Requirements: Rewrite every line of the rows below as a Markdown table with two columns, n for the line number and Line for the line itself. Leave out blank lines.

Given records:

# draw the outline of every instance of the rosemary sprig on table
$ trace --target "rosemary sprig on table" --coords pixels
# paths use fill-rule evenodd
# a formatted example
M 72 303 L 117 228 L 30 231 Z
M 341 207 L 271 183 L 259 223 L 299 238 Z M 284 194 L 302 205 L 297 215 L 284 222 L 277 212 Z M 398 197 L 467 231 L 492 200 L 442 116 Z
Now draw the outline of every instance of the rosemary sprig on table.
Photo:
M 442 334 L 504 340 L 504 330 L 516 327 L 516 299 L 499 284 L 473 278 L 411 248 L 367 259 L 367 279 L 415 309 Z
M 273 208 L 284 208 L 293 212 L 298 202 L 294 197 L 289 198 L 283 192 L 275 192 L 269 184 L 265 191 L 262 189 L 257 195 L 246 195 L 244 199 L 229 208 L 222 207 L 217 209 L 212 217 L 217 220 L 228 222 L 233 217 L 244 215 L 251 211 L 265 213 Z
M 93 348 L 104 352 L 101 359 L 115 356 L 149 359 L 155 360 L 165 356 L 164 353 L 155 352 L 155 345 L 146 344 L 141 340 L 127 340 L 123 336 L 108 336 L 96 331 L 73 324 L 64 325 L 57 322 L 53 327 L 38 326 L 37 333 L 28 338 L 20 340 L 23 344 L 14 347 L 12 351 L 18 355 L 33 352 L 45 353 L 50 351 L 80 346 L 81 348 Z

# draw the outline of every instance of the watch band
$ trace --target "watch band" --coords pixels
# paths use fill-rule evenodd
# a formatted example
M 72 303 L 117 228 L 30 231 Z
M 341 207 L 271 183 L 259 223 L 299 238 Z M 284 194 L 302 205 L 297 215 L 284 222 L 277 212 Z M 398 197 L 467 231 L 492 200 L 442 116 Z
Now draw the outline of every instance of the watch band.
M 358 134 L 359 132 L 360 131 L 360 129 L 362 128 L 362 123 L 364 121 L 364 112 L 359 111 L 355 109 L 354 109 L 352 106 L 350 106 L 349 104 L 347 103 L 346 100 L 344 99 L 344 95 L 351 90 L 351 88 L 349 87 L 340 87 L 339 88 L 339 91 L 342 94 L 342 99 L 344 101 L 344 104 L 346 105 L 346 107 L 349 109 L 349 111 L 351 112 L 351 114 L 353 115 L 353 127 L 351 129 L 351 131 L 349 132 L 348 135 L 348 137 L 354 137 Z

Task result:
| n | Line |
|---|---|
| 1 | # draw the outline of every instance of the rosemary sprig on table |
| 2 | $ trace --target "rosemary sprig on table" --coords pixels |
| 3 | # paths use fill-rule evenodd |
| 4 | # a formatted example |
| 5 | M 72 303 L 117 228 L 30 231 Z |
| 6 | M 341 207 L 271 183 L 259 223 L 299 238 Z M 284 194 L 302 205 L 297 215 L 284 222 L 277 212 Z M 398 197 L 467 231 L 492 200 L 442 116 Z |
| 7 | Now draw the outline of every instance of the rosemary sprig on table. |
| 8 | Photo: |
| 9 | M 442 334 L 504 340 L 504 330 L 516 327 L 516 299 L 499 284 L 473 278 L 411 248 L 367 259 L 367 279 L 415 309 Z |
| 10 | M 273 208 L 284 208 L 293 212 L 298 202 L 294 197 L 289 198 L 283 192 L 275 192 L 269 184 L 265 191 L 262 189 L 257 195 L 246 195 L 244 199 L 229 208 L 222 207 L 217 209 L 212 217 L 217 220 L 228 222 L 233 217 L 244 215 L 251 211 L 265 213 Z |
| 11 | M 93 348 L 104 352 L 101 359 L 115 356 L 149 359 L 155 360 L 165 356 L 164 353 L 155 352 L 155 345 L 146 344 L 141 340 L 127 340 L 123 336 L 108 336 L 96 331 L 73 324 L 64 325 L 57 322 L 53 327 L 38 326 L 37 333 L 28 338 L 20 340 L 23 344 L 14 347 L 12 351 L 18 355 L 33 352 L 45 353 L 50 351 L 80 346 L 81 348 Z |
| 12 | # draw the outline of every instance of the watch band |
| 13 | $ trace --target "watch band" --coords pixels |
| 14 | # paths use fill-rule evenodd |
| 15 | # a formatted example |
| 16 | M 72 303 L 117 228 L 30 231 Z |
| 17 | M 341 207 L 271 183 L 259 223 L 299 238 Z M 284 194 L 302 205 L 297 215 L 284 222 L 277 212 Z M 398 197 L 467 231 L 492 200 L 442 116 Z |
| 18 | Now draw the outline of every instance of the watch band. |
| 19 | M 358 134 L 359 132 L 360 131 L 360 129 L 362 128 L 362 123 L 364 121 L 364 112 L 359 111 L 355 109 L 354 109 L 352 106 L 350 106 L 349 104 L 347 103 L 346 100 L 344 99 L 344 95 L 351 90 L 351 88 L 349 87 L 340 87 L 339 88 L 339 91 L 342 94 L 342 99 L 344 101 L 344 104 L 346 105 L 346 107 L 349 109 L 349 111 L 351 112 L 351 114 L 353 115 L 353 127 L 351 129 L 351 131 L 349 132 L 348 135 L 348 137 L 354 137 Z |